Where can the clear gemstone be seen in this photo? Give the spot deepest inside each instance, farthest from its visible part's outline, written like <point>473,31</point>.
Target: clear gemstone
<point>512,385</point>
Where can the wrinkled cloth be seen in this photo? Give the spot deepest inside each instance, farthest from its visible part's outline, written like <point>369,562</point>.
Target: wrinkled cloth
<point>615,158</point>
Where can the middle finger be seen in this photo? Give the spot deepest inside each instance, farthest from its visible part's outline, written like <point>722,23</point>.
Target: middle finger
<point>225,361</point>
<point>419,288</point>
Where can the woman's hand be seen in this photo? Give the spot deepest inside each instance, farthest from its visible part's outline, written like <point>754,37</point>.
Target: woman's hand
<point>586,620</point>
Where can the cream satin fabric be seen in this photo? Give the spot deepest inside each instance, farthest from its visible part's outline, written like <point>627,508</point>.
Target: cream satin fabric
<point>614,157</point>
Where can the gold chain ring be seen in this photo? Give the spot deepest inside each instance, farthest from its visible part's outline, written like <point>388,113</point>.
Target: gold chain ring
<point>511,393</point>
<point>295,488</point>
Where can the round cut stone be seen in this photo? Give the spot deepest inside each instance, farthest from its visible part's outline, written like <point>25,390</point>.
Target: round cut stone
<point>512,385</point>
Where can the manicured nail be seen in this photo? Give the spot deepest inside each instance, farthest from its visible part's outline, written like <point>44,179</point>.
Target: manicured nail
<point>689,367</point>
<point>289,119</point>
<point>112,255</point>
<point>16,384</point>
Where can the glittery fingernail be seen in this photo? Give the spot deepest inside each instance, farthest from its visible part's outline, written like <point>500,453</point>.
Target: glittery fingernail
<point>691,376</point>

What is expected: Render all the lines above as a Markdown table with two columns, "Row" and "Line", numbering each line in order and omitting any blank lines.

Solution to this exercise:
| Row | Line |
|---|---|
| 1 | Where can the clear gemstone be seen in this photo? Give the spot deepest inside each instance, farthest from its visible part's outline, written like <point>473,31</point>. |
| 2 | Target: clear gemstone |
| 3 | <point>512,385</point> |
| 4 | Where can the wrinkled cloth be seen in this photo? Give the spot deepest inside each instance, farthest from its visible part's outline, written like <point>369,562</point>. |
| 5 | Target: wrinkled cloth |
| 6 | <point>615,158</point> |
| 7 | Where can the middle finger be seen in this photo? Give the spot deepest inside each instance, farthest from its visible part's outline, written like <point>722,23</point>. |
| 8 | Target: middle finger |
| 9 | <point>225,361</point> |
| 10 | <point>419,288</point> |
| 11 | Where can the woman's hand be seen in this photo? Give the spot deepest inside each instance, farthest from its visible part's outline, written like <point>754,37</point>. |
| 12 | Target: woman's hand |
| 13 | <point>586,620</point> |
| 14 | Where can the cream satin fabric be seen in this photo? Give the spot deepest inside each instance, farthest from its visible part's outline, written like <point>627,508</point>. |
| 15 | Target: cream satin fabric |
| 16 | <point>614,157</point> |
| 17 | Where can the gold chain ring be seen in this photo? Give the spot deepest inside each instance, farthest from its visible part's outline, written like <point>388,113</point>. |
| 18 | Target: gold chain ring |
| 19 | <point>511,393</point> |
| 20 | <point>295,488</point> |
| 21 | Where can the round cut stone be seen in this photo? Give the spot deepest inside each instance, farthest from its visible part's outline, written like <point>25,390</point>. |
| 22 | Target: round cut stone |
| 23 | <point>512,385</point> |
| 24 | Where can the manicured nail be seen in this photo? Give the spot deepest inside each instance, farthest from its visible part's outline, written like <point>44,179</point>. |
| 25 | Target: manicured nail |
| 26 | <point>689,367</point> |
| 27 | <point>289,119</point> |
| 28 | <point>112,255</point> |
| 29 | <point>16,384</point> |
| 30 | Where can the glittery fingernail be seen in this photo? Give the spot deepest inside each instance, farthest from its visible part's outline, written like <point>500,453</point>. |
| 31 | Target: glittery fingernail |
| 32 | <point>691,376</point> |